> _YOUR TASK_
Can you repeat every item below with "lane-count" swapped for "object-count" and nothing else changed, leaving the pictures out?
********
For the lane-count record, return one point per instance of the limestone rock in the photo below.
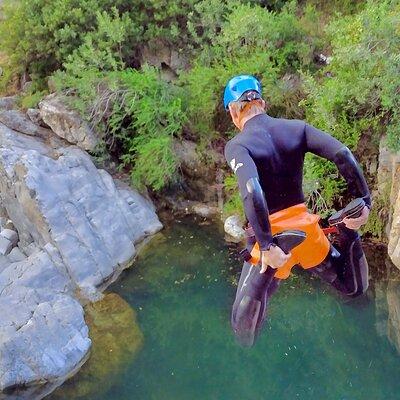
(233, 227)
(19, 122)
(66, 123)
(11, 235)
(389, 186)
(7, 103)
(393, 323)
(43, 335)
(116, 338)
(16, 255)
(34, 115)
(78, 230)
(64, 200)
(5, 246)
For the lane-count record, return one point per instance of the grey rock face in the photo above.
(43, 334)
(7, 103)
(18, 121)
(66, 123)
(11, 235)
(34, 115)
(64, 200)
(389, 187)
(5, 246)
(77, 230)
(16, 255)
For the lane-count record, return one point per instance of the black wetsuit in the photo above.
(272, 150)
(267, 157)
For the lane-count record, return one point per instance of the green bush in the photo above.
(38, 35)
(139, 115)
(351, 97)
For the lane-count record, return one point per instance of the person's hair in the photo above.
(245, 108)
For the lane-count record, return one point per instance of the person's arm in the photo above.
(255, 205)
(324, 145)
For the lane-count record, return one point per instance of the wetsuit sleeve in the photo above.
(324, 145)
(255, 205)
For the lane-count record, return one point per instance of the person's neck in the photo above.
(249, 117)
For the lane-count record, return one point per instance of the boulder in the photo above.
(34, 115)
(78, 229)
(19, 122)
(67, 123)
(11, 235)
(5, 246)
(116, 340)
(16, 255)
(43, 335)
(7, 103)
(233, 227)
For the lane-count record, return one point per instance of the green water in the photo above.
(315, 346)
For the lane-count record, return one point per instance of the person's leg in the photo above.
(250, 307)
(352, 268)
(347, 269)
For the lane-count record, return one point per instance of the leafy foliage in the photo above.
(92, 52)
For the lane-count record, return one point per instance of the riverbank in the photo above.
(182, 288)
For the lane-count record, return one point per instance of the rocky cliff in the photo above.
(68, 229)
(389, 190)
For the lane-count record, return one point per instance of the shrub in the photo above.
(351, 97)
(139, 114)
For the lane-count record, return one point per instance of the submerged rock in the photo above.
(233, 227)
(67, 123)
(43, 335)
(116, 339)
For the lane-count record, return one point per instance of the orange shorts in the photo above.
(308, 254)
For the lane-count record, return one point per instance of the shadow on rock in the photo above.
(116, 339)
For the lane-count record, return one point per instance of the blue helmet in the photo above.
(238, 85)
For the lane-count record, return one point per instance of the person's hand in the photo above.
(356, 223)
(275, 257)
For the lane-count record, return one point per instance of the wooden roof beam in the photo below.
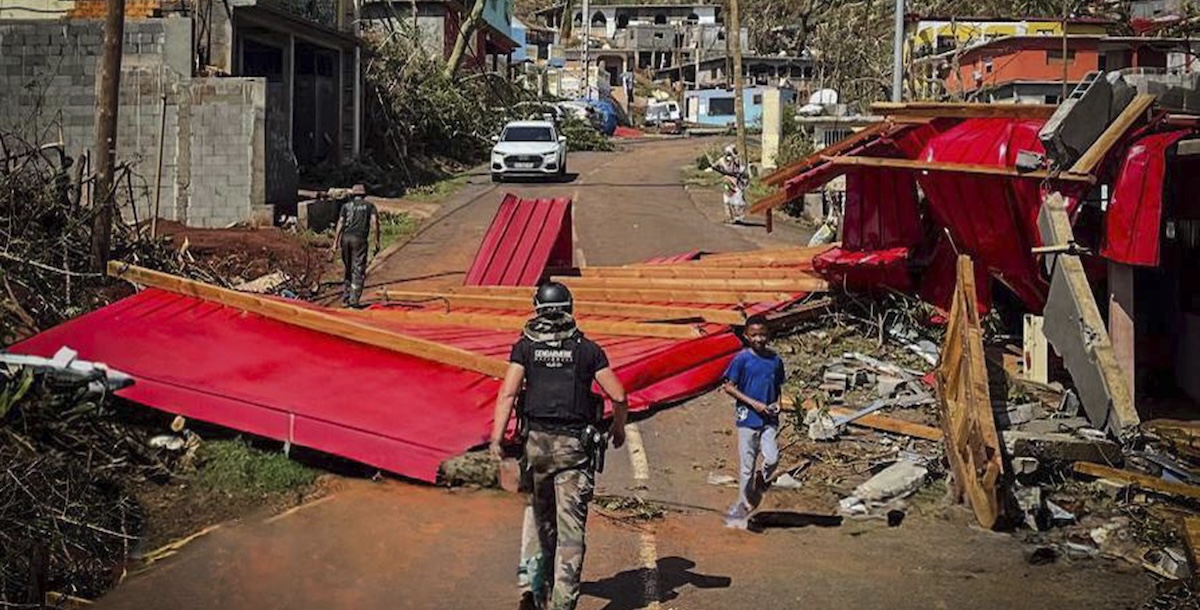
(787, 172)
(787, 285)
(965, 111)
(499, 322)
(594, 308)
(701, 273)
(967, 168)
(654, 295)
(312, 320)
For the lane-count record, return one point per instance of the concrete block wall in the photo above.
(213, 142)
(227, 141)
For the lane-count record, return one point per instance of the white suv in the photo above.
(528, 149)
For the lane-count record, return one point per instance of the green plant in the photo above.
(581, 136)
(395, 226)
(237, 467)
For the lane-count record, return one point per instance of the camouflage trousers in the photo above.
(563, 482)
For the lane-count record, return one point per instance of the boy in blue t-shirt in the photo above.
(755, 378)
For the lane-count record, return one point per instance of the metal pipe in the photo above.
(898, 55)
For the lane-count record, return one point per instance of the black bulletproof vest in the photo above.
(558, 392)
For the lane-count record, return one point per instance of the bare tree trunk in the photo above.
(106, 133)
(466, 31)
(739, 111)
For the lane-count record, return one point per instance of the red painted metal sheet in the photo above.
(525, 238)
(391, 411)
(865, 270)
(993, 219)
(1134, 219)
(881, 210)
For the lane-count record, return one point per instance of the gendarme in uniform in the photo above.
(558, 365)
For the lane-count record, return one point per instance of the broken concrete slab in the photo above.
(897, 480)
(1075, 329)
(1060, 447)
(1078, 123)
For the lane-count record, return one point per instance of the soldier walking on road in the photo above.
(563, 448)
(355, 220)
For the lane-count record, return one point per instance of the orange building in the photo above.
(1021, 69)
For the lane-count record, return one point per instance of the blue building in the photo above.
(534, 42)
(715, 107)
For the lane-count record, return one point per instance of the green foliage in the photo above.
(395, 226)
(15, 388)
(796, 143)
(235, 467)
(581, 136)
(417, 113)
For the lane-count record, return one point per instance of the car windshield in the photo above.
(528, 135)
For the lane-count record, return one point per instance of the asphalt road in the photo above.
(399, 545)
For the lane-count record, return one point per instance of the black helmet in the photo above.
(552, 297)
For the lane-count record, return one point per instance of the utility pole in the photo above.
(898, 55)
(1066, 65)
(739, 109)
(586, 23)
(109, 76)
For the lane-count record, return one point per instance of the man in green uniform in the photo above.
(355, 220)
(557, 365)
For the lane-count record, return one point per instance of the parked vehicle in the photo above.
(658, 113)
(528, 149)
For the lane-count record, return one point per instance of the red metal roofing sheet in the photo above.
(525, 238)
(388, 410)
(1134, 219)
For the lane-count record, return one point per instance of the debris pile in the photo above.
(66, 521)
(876, 423)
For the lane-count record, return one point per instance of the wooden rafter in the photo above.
(790, 171)
(970, 168)
(786, 285)
(701, 273)
(965, 111)
(972, 444)
(1095, 154)
(312, 320)
(595, 308)
(657, 295)
(499, 322)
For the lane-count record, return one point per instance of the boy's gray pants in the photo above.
(750, 444)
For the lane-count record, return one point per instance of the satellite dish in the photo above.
(823, 97)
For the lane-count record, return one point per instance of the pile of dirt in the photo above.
(243, 253)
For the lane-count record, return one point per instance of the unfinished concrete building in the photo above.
(237, 96)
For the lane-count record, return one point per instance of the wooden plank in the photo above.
(877, 422)
(312, 320)
(889, 424)
(498, 322)
(595, 308)
(1192, 539)
(702, 273)
(797, 285)
(790, 171)
(972, 444)
(1095, 154)
(799, 253)
(1137, 478)
(969, 168)
(965, 111)
(648, 294)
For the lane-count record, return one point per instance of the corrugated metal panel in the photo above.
********
> _RESPONSE TO THIS TASK_
For the object-count record, return one point per instance of the limestone rock in the photo below.
(233, 227)
(19, 122)
(66, 123)
(11, 235)
(389, 186)
(7, 103)
(393, 323)
(43, 335)
(116, 338)
(16, 255)
(34, 115)
(78, 230)
(64, 200)
(5, 246)
For the object-count record, return one point per instance of the grey rock face in the photo above.
(43, 334)
(7, 103)
(18, 121)
(66, 123)
(11, 235)
(34, 115)
(64, 200)
(389, 187)
(5, 246)
(77, 230)
(16, 255)
For the object-count record, return one point per instance of the black wetsuit in the photo above.
(272, 150)
(267, 157)
For the object-count record, return one point per instance of the green bush in the photo above.
(38, 35)
(139, 115)
(351, 97)
For the object-count record, return one point per instance of the person's hair in the photo above.
(245, 108)
For the object-count record, return one point per instance of the person's arm in the photo above.
(255, 205)
(324, 145)
For the object-count record, return one point per instance of the wetsuit sleeve in the photo above.
(324, 145)
(255, 205)
For the object-count record, return one point per instance of the person's neck in the photo above.
(249, 117)
For the object-count record, return one point per instance of the boulder in the photo above.
(34, 115)
(78, 229)
(19, 122)
(67, 123)
(11, 235)
(5, 246)
(116, 340)
(16, 255)
(43, 335)
(7, 103)
(233, 227)
For the object-count record, return one point per instance of the green water in the photo above.
(315, 346)
For the object-count record, return one point per instance of the person's leg in the photo above.
(250, 307)
(352, 268)
(347, 269)
For the object-count record, return one point per instance of the leafy foliage in the photo above.
(92, 52)
For the object-count record, return one point per instance of the riverbank in the photo above.
(182, 288)
For the object-count record, return one point per instance of the rocky cliff in the photo above.
(68, 229)
(389, 190)
For the object-count record, return one point per instance of the shrub in the photo above.
(351, 97)
(139, 114)
For the object-count record, return one point per instance of the submerged rock in the photo above.
(233, 227)
(67, 123)
(43, 335)
(116, 339)
For the object-count record, return one point per instance of the orange shorts in the photo above.
(308, 254)
For the object-count record, return one point per instance of the shadow on rock in the photo above.
(116, 339)
For the object-count record, return one point per instance of the blue helmet in the photo above.
(238, 85)
For the object-count record, return one point per instance of the person's hand in the photo above.
(356, 223)
(275, 257)
For the object-count record, return one point per instance of the wooden roof beam in the photo below.
(787, 172)
(787, 285)
(965, 111)
(499, 322)
(594, 308)
(701, 273)
(967, 168)
(654, 295)
(312, 320)
For the object-count record, return one point per instance of the concrete block wall in the photo above.
(213, 142)
(227, 141)
For the object-count record, return one point per instance of the white suv in the photo above.
(528, 149)
For the object-count record, return one point per instance of the green plant in the photo above.
(581, 136)
(395, 226)
(237, 467)
For the object-count record, return one point per instance of the camouflage trousers in the photo above.
(563, 482)
For the object-count record, return one point per instance of the boy in blue t-shirt in the photo above.
(755, 378)
For the object-count record, return one point per instance of the metal pipe in the photo above.
(898, 55)
For the object-count record, return one point per instance of the black bulletproof vest in the photo above.
(558, 392)
For the object-count record, return one point per instance of the bare tree trunk in the photo above.
(106, 133)
(466, 31)
(739, 111)
For the object-count record, return one point per instance of the red painted metal sheet in the photo above.
(525, 238)
(391, 411)
(865, 270)
(993, 219)
(1134, 219)
(881, 210)
For the object-count record, return one point per instance of the gendarme in uniform in the photo above.
(558, 365)
For the object-count record, return one point per instance of the broken concrete slab in the photo above.
(897, 480)
(1075, 329)
(1060, 447)
(1078, 123)
For the object-count record, return one point per instance of the soldier walking on road in the photo above.
(563, 448)
(355, 220)
For the object-count record, return one point per instance of the orange building in the photo above.
(1021, 69)
For the object-count record, return one point per instance of the blue building in the photo above.
(534, 42)
(715, 107)
For the object-count record, return one point per instance of the green foliage in the photo above.
(395, 226)
(15, 388)
(796, 143)
(235, 467)
(581, 136)
(417, 113)
For the object-count record, return one point per instance of the car windshield in the photo above.
(528, 135)
For the object-count record, return one point per instance of the asphalt road in the photo above.
(399, 545)
For the object-count record, return one point per instance of the black helmet in the photo above.
(552, 297)
For the object-count record, return one point per instance of the utility pole in the photo above.
(898, 55)
(1066, 65)
(739, 109)
(586, 23)
(109, 76)
For the object-count record, return one point per instance of the man in green uniform in the photo above.
(355, 220)
(557, 365)
For the object-count record, return one point per instance of the parked vehicle in the photo above.
(658, 113)
(528, 149)
For the object-count record, return one point per instance of the red metal roofing sheet in the photo above.
(525, 238)
(388, 410)
(1134, 219)
For the object-count record, return one point per instance of the debris pile in the photo above.
(66, 521)
(876, 423)
For the object-count record, return one point per instance of the wooden rafter in the photo above.
(790, 171)
(970, 168)
(786, 285)
(701, 273)
(965, 111)
(972, 444)
(1095, 154)
(312, 320)
(595, 308)
(657, 295)
(499, 322)
For the object-count record, return one point per instance of the boy's gray pants in the photo above.
(750, 444)
For the object-count record, return one point per instance of the satellite dish in the photo above.
(823, 97)
For the object-count record, return one point per instance of the pile of dirt in the photo above.
(243, 253)
For the object-count record, return one point per instance of the unfinished concrete building in the photo above.
(237, 96)
For the object-count record, return one point per instance of the wooden plank in the photo above.
(877, 422)
(312, 320)
(889, 424)
(498, 322)
(595, 308)
(1192, 539)
(702, 273)
(797, 285)
(790, 171)
(972, 444)
(1095, 154)
(799, 253)
(1137, 478)
(969, 168)
(965, 111)
(648, 294)
For the object-count record, return one point per instance of the corrugated metal panel in the photo above.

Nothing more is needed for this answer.